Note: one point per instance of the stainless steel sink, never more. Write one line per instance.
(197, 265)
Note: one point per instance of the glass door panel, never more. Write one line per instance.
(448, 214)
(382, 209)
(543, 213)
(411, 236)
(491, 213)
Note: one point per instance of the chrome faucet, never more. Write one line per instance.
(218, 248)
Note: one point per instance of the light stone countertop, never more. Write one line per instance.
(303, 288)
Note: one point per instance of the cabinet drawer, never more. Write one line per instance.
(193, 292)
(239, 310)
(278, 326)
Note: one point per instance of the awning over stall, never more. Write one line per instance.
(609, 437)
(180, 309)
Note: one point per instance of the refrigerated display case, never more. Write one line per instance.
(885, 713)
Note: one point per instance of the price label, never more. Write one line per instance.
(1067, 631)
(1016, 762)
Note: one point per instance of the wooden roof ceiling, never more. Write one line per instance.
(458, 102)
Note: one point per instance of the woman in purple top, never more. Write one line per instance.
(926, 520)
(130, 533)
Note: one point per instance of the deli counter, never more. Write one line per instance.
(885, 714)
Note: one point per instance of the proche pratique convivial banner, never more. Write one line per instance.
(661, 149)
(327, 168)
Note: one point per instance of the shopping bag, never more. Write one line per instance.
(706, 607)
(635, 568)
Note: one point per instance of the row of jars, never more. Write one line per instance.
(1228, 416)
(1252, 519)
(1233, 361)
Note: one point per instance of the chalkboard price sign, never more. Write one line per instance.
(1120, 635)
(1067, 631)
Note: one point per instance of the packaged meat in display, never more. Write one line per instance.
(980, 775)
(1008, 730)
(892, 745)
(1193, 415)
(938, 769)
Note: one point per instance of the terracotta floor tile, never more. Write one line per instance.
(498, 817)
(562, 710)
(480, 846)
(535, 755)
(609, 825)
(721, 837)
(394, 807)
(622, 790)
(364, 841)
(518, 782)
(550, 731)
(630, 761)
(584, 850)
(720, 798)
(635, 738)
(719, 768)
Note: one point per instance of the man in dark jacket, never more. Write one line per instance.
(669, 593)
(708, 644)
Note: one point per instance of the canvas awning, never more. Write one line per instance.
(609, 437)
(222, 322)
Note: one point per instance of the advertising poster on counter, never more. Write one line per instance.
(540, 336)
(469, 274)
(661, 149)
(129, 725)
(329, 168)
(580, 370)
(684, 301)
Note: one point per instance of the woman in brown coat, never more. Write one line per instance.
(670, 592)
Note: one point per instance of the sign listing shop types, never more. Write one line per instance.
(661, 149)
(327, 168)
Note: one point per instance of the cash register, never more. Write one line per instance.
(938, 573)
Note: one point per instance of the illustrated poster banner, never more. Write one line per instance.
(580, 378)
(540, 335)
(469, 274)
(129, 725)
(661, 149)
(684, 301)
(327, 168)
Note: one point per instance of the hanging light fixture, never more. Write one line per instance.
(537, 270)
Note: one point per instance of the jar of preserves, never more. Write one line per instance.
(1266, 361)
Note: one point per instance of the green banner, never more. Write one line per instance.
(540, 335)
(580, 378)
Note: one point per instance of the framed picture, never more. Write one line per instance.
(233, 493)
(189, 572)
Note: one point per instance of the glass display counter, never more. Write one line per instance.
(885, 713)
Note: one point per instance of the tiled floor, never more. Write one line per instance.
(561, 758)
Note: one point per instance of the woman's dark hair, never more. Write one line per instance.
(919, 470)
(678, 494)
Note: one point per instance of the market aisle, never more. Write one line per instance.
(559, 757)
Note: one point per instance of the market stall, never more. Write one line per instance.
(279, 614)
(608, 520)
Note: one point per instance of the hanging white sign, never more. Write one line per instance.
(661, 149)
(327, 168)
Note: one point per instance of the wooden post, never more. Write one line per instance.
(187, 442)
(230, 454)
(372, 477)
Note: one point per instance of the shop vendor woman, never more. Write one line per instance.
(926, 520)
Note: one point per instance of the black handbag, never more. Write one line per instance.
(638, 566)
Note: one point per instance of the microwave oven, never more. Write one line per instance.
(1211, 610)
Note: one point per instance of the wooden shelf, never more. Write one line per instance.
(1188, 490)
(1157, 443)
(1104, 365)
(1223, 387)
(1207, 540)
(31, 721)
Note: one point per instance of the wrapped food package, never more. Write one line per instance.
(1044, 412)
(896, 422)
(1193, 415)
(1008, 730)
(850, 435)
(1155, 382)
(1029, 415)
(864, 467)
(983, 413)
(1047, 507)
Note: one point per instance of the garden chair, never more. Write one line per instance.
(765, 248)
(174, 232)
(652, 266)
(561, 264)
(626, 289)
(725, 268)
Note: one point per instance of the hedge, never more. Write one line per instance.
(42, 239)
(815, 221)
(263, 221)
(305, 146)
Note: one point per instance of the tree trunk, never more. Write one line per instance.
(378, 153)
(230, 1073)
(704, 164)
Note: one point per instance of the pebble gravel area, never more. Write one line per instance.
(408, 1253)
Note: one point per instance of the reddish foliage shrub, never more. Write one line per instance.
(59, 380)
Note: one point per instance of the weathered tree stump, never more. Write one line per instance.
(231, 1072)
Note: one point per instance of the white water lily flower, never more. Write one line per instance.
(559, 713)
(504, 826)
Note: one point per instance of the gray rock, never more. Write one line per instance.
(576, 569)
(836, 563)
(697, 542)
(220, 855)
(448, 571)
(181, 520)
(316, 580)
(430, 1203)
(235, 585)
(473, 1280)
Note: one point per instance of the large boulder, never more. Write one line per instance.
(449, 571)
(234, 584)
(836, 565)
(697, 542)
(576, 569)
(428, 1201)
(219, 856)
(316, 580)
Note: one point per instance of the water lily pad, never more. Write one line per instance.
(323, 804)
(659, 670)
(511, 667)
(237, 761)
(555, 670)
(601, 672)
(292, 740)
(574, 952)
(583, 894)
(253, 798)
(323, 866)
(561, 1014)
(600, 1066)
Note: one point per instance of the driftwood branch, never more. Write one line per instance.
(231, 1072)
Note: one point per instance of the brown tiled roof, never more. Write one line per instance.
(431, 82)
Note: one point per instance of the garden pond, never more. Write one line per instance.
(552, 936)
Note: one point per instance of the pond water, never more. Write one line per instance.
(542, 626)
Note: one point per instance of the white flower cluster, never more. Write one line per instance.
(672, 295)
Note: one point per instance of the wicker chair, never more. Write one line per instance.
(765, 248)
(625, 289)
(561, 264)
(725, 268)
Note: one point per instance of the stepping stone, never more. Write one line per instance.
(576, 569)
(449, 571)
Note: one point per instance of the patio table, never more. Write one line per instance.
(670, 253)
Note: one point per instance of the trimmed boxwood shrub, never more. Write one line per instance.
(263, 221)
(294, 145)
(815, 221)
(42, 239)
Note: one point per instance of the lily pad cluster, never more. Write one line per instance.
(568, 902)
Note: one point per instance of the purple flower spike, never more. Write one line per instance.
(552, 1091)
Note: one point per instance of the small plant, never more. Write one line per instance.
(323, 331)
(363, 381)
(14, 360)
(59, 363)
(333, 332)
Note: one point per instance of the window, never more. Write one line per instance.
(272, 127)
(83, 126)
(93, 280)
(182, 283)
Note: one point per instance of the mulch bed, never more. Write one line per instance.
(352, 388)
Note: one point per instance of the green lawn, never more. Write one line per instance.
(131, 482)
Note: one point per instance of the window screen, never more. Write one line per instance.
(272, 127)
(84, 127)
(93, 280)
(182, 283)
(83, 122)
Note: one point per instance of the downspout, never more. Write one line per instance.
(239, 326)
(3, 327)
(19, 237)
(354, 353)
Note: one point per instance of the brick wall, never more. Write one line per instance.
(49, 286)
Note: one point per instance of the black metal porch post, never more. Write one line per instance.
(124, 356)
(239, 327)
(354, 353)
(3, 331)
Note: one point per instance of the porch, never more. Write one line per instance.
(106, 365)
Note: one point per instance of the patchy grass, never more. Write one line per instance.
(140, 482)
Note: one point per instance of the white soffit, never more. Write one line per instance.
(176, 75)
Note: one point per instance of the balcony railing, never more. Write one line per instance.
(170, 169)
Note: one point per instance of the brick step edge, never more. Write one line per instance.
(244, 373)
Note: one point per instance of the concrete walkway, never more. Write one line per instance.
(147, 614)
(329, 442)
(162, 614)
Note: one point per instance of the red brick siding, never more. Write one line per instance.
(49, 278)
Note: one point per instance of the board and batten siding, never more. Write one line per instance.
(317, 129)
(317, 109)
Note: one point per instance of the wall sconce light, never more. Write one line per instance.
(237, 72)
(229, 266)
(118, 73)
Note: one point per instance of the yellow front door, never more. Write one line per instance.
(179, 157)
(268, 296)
----------
> _Aim_: Give the lines from the one containing "Note: one point per instance of the black metal" through the end of the entries again, exactly as written and with no other lines.

> _Full response_:
Note: one point per instance of the black metal porch post, never more. Write one line per instance.
(124, 356)
(239, 327)
(354, 353)
(3, 331)
Note: one point per instance of the porch, never more. Write one line per instance.
(106, 365)
Note: one point per instance of the patchy grass, never more. Write one line per instance.
(140, 482)
Note: one point per instance of the white soffit, never more. Write one line per instance.
(176, 75)
Note: one point per instance of the balcony railing, never more. Write one line per instance.
(170, 169)
Note: one point per instance of the brick step edge, never more. Write one line per instance.
(244, 373)
Note: one point per instance of the concrete walkway, never more. Write one line per instance.
(147, 614)
(329, 442)
(162, 614)
Note: one point per instance of the red brick siding, never more. Write one line per instance.
(49, 278)
Note: one point per instance of the board and batten siding, never more. Write one line per instance.
(317, 129)
(317, 109)
Note: one point per instance of the wall sconce light, never more. Write one line per instance.
(237, 72)
(229, 266)
(118, 73)
Note: one point per instance of the yellow front door, never more. Write one line per instance.
(179, 157)
(268, 296)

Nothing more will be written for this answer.